THE EXERCISE:
Set the following entries down again exactly, line by line.

GIVEN ENTRIES:

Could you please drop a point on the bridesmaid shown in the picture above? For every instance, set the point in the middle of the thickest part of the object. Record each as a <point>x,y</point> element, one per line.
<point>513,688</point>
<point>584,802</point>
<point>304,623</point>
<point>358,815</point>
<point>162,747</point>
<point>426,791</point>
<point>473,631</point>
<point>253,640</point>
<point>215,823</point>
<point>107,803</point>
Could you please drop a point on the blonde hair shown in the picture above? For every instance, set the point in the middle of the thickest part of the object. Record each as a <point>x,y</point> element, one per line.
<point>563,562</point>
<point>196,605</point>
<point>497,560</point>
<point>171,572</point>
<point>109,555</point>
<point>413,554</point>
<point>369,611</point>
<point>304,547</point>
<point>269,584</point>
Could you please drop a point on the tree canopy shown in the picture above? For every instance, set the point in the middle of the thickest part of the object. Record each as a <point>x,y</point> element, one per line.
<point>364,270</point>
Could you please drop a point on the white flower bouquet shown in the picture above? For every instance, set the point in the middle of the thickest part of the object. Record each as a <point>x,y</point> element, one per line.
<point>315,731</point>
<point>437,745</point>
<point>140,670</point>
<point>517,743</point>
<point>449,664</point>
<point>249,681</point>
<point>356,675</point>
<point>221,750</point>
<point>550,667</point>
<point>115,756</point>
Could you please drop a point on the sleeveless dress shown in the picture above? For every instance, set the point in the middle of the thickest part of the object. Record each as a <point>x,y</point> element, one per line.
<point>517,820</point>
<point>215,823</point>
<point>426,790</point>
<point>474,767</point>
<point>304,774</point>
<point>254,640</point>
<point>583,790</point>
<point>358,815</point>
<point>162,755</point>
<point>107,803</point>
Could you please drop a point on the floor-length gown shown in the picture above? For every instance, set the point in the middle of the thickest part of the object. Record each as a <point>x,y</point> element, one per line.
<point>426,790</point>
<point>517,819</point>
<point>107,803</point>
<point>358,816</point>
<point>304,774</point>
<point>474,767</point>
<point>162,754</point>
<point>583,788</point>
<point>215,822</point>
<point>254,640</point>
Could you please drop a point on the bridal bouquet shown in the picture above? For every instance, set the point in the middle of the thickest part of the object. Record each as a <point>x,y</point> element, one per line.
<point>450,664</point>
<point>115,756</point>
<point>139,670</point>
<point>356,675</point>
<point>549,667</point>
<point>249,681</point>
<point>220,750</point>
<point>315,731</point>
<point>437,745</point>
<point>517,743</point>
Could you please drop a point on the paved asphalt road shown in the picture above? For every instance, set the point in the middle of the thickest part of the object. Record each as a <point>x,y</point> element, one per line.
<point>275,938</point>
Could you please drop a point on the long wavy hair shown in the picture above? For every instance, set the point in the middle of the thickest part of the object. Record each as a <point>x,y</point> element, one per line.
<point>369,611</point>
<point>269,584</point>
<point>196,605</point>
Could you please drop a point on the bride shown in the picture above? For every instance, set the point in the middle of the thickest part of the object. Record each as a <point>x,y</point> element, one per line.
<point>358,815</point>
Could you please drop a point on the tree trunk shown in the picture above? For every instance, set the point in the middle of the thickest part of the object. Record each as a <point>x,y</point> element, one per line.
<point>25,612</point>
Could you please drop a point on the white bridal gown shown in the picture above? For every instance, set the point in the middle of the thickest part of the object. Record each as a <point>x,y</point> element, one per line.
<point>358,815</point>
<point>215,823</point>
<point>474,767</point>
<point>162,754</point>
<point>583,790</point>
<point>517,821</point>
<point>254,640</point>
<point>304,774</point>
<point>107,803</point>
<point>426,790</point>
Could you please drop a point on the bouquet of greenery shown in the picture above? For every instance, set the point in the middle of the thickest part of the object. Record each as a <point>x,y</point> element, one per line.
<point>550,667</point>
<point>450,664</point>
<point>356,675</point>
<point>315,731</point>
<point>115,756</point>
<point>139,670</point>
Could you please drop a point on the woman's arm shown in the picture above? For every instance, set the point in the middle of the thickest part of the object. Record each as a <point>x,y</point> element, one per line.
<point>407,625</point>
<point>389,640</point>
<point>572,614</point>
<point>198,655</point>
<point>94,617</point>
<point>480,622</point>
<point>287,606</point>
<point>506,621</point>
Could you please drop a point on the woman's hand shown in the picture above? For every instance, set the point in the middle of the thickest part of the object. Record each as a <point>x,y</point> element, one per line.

ANSWER IN FULL:
Could you please drop a point on the bridesmaid shown in the picture above? For every instance, set the point in the middle of the thickest part of the object. Record each as a <point>x,y</point> element, one per line.
<point>513,688</point>
<point>584,802</point>
<point>304,623</point>
<point>358,815</point>
<point>162,747</point>
<point>426,791</point>
<point>473,631</point>
<point>253,640</point>
<point>215,823</point>
<point>107,803</point>
Could you please drop a point on the blonde hair shown in the picture above? For every instance, set the point in the middle of the thickest part of the object. Record each as a <point>x,y</point> element, one per line.
<point>563,562</point>
<point>196,605</point>
<point>497,560</point>
<point>171,572</point>
<point>109,555</point>
<point>413,554</point>
<point>369,611</point>
<point>304,547</point>
<point>269,584</point>
Could you please drop a point on the tree canopy shown in the picture above? For every instance, set the point in the middle of the thickest part of the object. Record each as a <point>x,y</point> element, one per line.
<point>364,270</point>
Could you please drop a point on the white flower bouquet shown in the picture above? For every instance, set the point in the middle of the thickest part of the object. Record each as a <point>x,y</point> element, one per line.
<point>315,731</point>
<point>437,745</point>
<point>140,670</point>
<point>517,743</point>
<point>449,664</point>
<point>249,681</point>
<point>356,675</point>
<point>221,750</point>
<point>550,667</point>
<point>115,756</point>
Could you please drop a point on the sleeveless dress shown in the picture above? For every instance, set the point in the middle of the thickest part of the object. Record each as a <point>x,y</point> element, one per line.
<point>517,820</point>
<point>215,823</point>
<point>426,790</point>
<point>474,767</point>
<point>304,774</point>
<point>254,640</point>
<point>583,790</point>
<point>358,815</point>
<point>162,755</point>
<point>107,803</point>
Could you please drop a point on the floor-length gown shown in the picture above? For every instance, set the point in the middle of the thickest part of the object. Record each as a <point>x,y</point> element, one per line.
<point>426,790</point>
<point>517,819</point>
<point>107,803</point>
<point>358,816</point>
<point>304,774</point>
<point>474,767</point>
<point>162,754</point>
<point>583,788</point>
<point>215,822</point>
<point>254,640</point>
Could you please drop a point on the bridal bouquet shown in the picture above? For every instance, set the point in the middle of the thickest part of the object. Record each as a <point>x,y</point> element, one per line.
<point>450,664</point>
<point>115,756</point>
<point>139,670</point>
<point>356,675</point>
<point>549,667</point>
<point>249,681</point>
<point>220,750</point>
<point>315,731</point>
<point>437,745</point>
<point>517,743</point>
Could you please drop a point on the paved asphalt road shown in the picture above? For every instance, set the point in the middle of the thickest part of the object. Record each as a <point>x,y</point> element, one per line.
<point>275,938</point>
Could you please drop a point on the long wavy hair shown in the picture above? For every instance, set the point in the middle of the thickest part of the object. Record each as a <point>x,y</point> element, one per line.
<point>369,611</point>
<point>269,584</point>
<point>196,605</point>
Could you please drop a point on the bride shown in the picture above? For every instance, set the point in the middle of the thickest part of the object. Record each as a <point>x,y</point> element, one per line.
<point>358,815</point>
Could you please drop a point on the tree trunk shown in the picture above? For every instance, set the point in the middle of the thickest part of the object. Record each as a <point>x,y</point> element, one per line.
<point>25,612</point>
Could you please drop a point on the white bridal gown shown in the picture above? For every instance, set the point in the middle of the thickest part of the object. Record each as a <point>x,y</point> element, one per line.
<point>358,815</point>
<point>215,823</point>
<point>474,767</point>
<point>162,754</point>
<point>583,790</point>
<point>517,821</point>
<point>254,640</point>
<point>304,774</point>
<point>107,803</point>
<point>426,790</point>
Could you please drop a point on the bouquet of greenery shown in the picture above? For every instance, set the point in the middle of the thickest part of the object. Record each as a <point>x,y</point> element, one per line.
<point>550,667</point>
<point>450,664</point>
<point>356,675</point>
<point>315,731</point>
<point>115,756</point>
<point>139,670</point>
Could you please drop a point on the woman's arm shown in the picture above? For every instance, set the point in the middle of the thickest part of the object. Record each as a <point>x,y</point> element, one per line.
<point>407,625</point>
<point>389,640</point>
<point>572,614</point>
<point>198,655</point>
<point>94,617</point>
<point>480,622</point>
<point>287,606</point>
<point>506,621</point>
Could you please drop a point on the woman's hand shown in the picture above? For every instance, set the point in the middle of the thickest part of the object. Record each as a <point>x,y</point> element, one per line.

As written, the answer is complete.